Within that scope, the objectives of this study are:
  • to assemble a fully reproducible, multimodal satellite and gridded data archive at the county-year scale for the contiguous United States over the period 2000–2019;
  • to evaluate whether the assembled features, without any sociodemographic input, support a predictive model of county-level LE that generalises across geographically held-out counties;
  • to identify which environmental modalities and individual features carry the strongest predictive associations with LE, using a model-agnostic attribution framework (SHapley Additive exPlanations, SHAP); and
  • to test whether the framework can deliver continuous, satellite-derivable threshold values suitable for translation into screening criteria for data-scarce regions.

2. Materials and Methods

2.1. Study Design and Workflow Overview

We conducted a retrospective observational study linking satellite-derived and gridded environmental features to LE across 3,084 counties of the contiguous United States (CONUS), over 2000–2019 (61,680 county-year observations). Alaska, Hawaii, and the US territories were excluded because their satellite coverage, gridded product availability, or LE reporting are not directly comparable to CONUS.
The methodology is organised as a four-stage pipeline (Figure 1). Stage 1 acquires and harmonises 11 geospatial and orbital modalities at their native sensor resolutions. Stage 2 applies spatial aggregation, quality control, and temporal interpolation to produce a county-year tabular matrix. Stage 3 engineers a small set of cross-modal physically motivated features. Stage 4 fits and interprets a Random Forest regression with county-grouped cross-validation.
Spatial analyses used the Google Earth Engine (GEE) Python application programming interface [18]. Machine learning was implemented in Python 3.9 using the scikit-learn library [19] and the shap library [20,21]. TreeSHAP computation was parallelised on the University of Texas at Dallas Juno High-Performance Computing cluster (64 cores) [22]. To verify computational reproducibility, the pipeline was executed on two independent cluster nodes and the cross-validated metrics were confirmed to be identical to three decimal places between runs; the full run-to-run reproducibility statistics are reported in Appendix A.1.

2.2. Satellite and Environmental Data Sources (Predictor Variables)

To represent the environmental, infrastructural, and agricultural setting of each county, we constructed a multimodal feature matrix. Eleven complementary data streams were integrated. Each stream is described in the subsections below, with explicit attention to (i) the data source and product identifier, (ii) the spatial and temporal resolutions, (iii) the variables extracted and the reasoning for their inclusion, and (iv) any product-specific scaling required to convert raw archive values to physical units. A summary table is provided in Section 2.2.12 after the individual product descriptions.

Coordinate annotation records:
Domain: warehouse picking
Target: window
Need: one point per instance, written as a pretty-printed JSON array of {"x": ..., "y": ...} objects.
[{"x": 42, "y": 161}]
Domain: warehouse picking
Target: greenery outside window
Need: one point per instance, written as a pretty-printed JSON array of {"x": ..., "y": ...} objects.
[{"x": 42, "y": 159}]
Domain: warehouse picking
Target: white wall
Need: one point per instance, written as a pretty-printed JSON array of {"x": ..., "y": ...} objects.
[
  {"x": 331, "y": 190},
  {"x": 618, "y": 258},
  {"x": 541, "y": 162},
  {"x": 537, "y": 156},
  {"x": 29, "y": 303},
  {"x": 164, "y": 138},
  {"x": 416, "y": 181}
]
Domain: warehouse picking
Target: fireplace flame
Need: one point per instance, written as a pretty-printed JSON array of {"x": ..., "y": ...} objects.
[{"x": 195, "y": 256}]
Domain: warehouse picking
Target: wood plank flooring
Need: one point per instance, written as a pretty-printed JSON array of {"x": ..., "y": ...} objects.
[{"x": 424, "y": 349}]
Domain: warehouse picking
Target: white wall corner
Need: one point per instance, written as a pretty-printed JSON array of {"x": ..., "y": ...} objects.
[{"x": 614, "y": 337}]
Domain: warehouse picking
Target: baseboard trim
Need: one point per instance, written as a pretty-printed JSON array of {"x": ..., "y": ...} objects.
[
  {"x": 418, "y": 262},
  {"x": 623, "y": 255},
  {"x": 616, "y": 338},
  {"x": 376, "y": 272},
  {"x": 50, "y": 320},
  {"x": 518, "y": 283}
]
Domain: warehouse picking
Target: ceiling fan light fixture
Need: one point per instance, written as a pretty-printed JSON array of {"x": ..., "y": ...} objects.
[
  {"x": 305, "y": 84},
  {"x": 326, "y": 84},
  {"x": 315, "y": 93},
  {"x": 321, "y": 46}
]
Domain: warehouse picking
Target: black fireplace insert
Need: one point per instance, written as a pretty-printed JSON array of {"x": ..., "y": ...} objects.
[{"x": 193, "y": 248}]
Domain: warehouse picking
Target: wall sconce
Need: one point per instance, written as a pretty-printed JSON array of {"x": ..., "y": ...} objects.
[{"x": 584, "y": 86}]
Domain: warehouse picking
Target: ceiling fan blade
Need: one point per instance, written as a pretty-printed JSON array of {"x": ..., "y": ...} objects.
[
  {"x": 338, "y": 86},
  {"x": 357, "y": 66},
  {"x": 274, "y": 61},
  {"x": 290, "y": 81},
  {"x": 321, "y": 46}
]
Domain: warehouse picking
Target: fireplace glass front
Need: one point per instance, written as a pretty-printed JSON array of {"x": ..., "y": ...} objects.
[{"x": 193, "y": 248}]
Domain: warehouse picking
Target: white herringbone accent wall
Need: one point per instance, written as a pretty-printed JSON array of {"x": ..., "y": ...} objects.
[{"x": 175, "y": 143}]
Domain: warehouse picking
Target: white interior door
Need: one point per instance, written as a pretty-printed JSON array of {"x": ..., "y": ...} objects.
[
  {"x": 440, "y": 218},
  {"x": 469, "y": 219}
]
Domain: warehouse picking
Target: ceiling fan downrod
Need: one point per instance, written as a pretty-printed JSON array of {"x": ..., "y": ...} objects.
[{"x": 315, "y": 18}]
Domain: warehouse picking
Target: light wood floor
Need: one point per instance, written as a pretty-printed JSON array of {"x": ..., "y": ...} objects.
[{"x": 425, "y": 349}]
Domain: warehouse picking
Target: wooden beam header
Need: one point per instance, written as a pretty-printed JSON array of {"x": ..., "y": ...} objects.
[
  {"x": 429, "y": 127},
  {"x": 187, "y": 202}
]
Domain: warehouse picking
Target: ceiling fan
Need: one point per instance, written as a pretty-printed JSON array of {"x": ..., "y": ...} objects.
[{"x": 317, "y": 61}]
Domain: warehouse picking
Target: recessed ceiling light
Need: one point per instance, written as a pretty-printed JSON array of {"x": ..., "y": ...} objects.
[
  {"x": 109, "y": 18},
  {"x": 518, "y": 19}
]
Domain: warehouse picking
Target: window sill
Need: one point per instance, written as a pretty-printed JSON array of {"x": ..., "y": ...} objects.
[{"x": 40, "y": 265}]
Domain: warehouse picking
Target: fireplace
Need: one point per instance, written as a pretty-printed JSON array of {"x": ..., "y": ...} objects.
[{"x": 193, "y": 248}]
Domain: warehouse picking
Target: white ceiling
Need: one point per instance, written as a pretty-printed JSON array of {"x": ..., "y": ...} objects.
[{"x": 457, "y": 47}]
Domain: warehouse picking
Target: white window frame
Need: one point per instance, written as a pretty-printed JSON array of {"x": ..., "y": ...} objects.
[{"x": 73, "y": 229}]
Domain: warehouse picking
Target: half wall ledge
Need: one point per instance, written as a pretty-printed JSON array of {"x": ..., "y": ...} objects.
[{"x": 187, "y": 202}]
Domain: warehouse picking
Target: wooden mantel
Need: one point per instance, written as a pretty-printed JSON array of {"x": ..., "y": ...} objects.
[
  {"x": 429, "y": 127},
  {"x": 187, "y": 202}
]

---

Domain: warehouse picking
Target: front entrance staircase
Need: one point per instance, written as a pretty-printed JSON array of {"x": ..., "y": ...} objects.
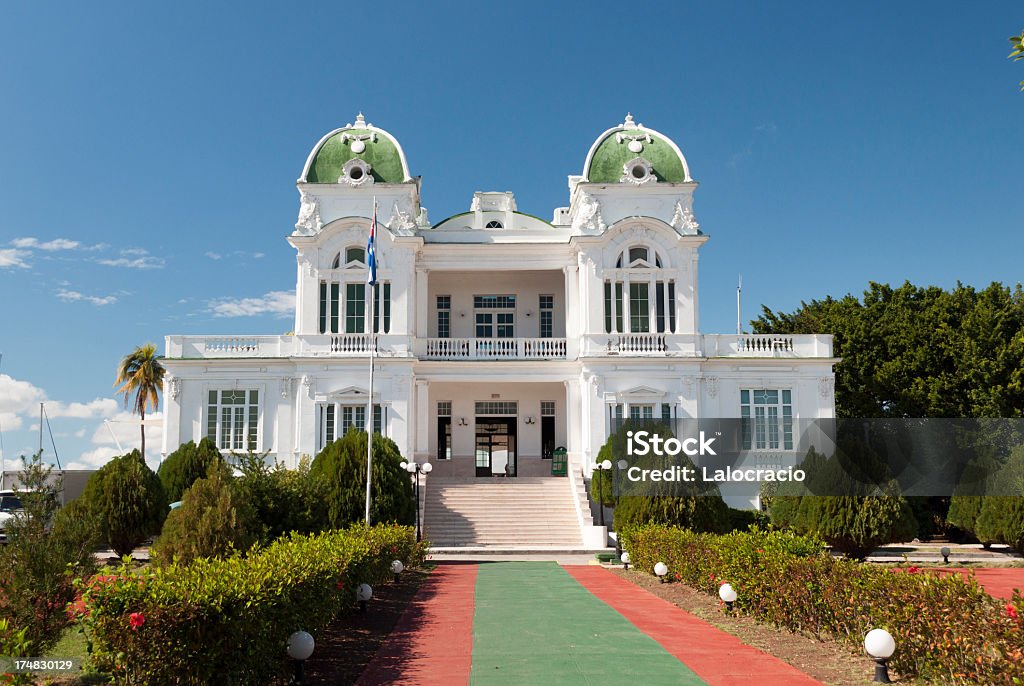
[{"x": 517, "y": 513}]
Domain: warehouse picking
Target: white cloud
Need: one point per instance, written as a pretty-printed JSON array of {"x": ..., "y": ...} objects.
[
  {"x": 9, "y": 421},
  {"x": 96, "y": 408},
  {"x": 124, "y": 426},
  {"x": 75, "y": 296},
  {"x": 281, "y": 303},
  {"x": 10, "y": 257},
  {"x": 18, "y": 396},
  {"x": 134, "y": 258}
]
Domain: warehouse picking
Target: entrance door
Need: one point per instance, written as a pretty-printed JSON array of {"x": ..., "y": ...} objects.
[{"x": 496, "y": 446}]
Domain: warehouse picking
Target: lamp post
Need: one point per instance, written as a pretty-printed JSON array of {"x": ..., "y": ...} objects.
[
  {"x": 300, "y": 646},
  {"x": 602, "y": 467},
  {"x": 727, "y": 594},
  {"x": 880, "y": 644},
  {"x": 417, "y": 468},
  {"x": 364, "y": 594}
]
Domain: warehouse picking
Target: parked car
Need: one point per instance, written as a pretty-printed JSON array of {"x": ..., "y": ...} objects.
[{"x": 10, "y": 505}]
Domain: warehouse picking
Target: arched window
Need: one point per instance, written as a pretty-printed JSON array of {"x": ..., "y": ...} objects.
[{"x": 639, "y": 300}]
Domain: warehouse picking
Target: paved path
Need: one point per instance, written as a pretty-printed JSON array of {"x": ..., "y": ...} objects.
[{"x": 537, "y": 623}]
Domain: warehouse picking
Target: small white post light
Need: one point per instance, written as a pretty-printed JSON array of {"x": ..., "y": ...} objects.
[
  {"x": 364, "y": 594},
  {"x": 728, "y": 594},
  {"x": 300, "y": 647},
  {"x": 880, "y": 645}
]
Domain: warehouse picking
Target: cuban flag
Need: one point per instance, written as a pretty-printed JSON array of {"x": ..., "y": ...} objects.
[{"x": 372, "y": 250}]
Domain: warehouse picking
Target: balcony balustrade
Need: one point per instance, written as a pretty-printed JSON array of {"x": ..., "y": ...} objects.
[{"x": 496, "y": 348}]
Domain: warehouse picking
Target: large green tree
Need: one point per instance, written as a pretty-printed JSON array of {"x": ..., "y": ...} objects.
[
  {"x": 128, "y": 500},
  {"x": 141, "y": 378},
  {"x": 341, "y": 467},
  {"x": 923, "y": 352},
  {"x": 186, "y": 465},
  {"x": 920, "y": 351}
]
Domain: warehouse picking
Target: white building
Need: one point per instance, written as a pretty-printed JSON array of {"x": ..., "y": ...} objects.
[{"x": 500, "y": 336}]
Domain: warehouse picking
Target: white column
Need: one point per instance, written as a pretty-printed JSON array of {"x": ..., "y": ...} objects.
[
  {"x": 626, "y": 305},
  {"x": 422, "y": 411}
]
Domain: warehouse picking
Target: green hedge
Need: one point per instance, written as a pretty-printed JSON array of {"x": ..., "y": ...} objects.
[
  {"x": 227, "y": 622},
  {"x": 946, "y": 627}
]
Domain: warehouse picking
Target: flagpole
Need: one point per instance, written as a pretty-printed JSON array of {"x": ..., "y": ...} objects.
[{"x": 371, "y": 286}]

* **Jobs**:
**1.** Translate this sentence from the study excerpt into Spanish: "Stage 2 applies spatial aggregation, quality control, and temporal interpolation to produce a county-year tabular matrix."
**2.** According to the study excerpt, how many counties of the contiguous United States did the analysis cover?
None of the items is needed here.

* **Worked solutions**:
**1.** La etapa 2 aplica agregación espacial, control de calidad e interpolación temporal para producir una matriz tabular a nivel de condado y año.

**2.** 3,084 counties.